**SUPPLIED ENTRIES**
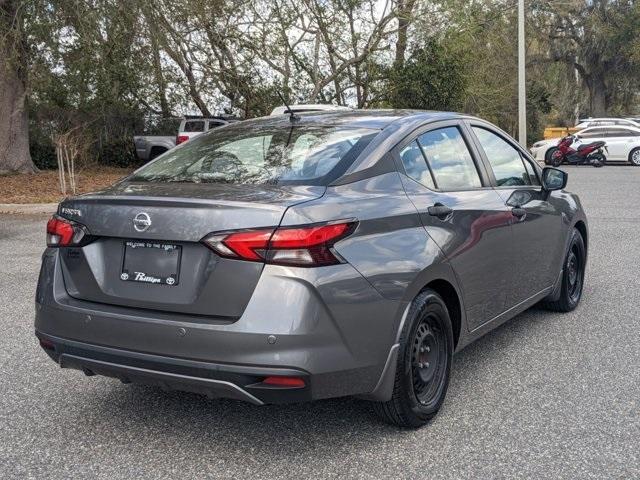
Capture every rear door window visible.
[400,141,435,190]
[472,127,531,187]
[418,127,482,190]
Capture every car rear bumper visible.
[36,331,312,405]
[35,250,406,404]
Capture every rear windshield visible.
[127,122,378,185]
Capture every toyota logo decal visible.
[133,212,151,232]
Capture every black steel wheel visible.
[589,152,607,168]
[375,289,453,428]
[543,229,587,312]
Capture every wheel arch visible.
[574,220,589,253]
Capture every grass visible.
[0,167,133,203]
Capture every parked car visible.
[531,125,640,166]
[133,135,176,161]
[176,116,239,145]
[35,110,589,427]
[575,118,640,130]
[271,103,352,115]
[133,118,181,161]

--

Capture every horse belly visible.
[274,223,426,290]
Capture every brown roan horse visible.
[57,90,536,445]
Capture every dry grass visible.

---

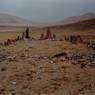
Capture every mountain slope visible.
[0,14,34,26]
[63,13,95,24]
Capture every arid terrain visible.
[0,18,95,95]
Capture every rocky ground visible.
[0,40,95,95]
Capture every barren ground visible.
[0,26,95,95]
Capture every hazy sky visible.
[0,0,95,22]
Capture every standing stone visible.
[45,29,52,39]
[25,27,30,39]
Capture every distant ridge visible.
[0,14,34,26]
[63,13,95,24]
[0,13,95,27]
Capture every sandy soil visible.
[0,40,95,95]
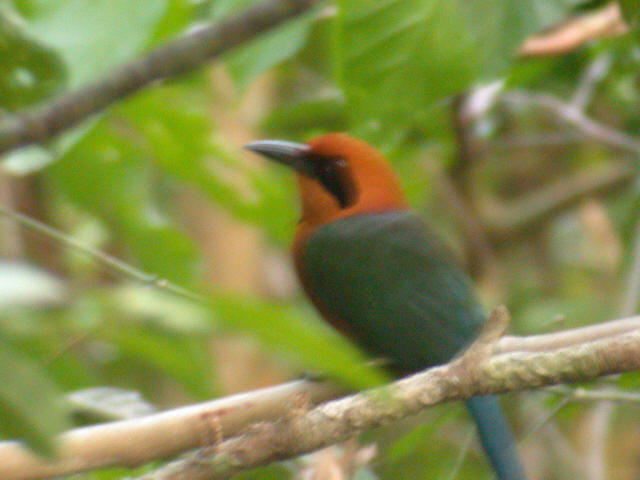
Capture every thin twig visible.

**PROBLEM DESCRIPTION**
Edit the listing from the line containing "Capture every rocky ground visible." through the line containing "Capture every thin twig visible." by changing "Capture" to "Outline" and keeping everything else the same. Leave the pictures out of your answer.

**RESULT BELOW**
Outline every rocky ground visible.
[0,40,95,95]
Outline every barren ground visible.
[0,26,95,95]
Outline every hazy sky visible.
[0,0,95,22]
Outline every standing stone visible.
[45,29,52,39]
[25,27,30,39]
Outline every distant ridge visible.
[0,14,34,26]
[63,13,95,24]
[0,13,95,27]
Outline every sandy soil visible.
[0,40,95,95]
Outline every thin twig visible.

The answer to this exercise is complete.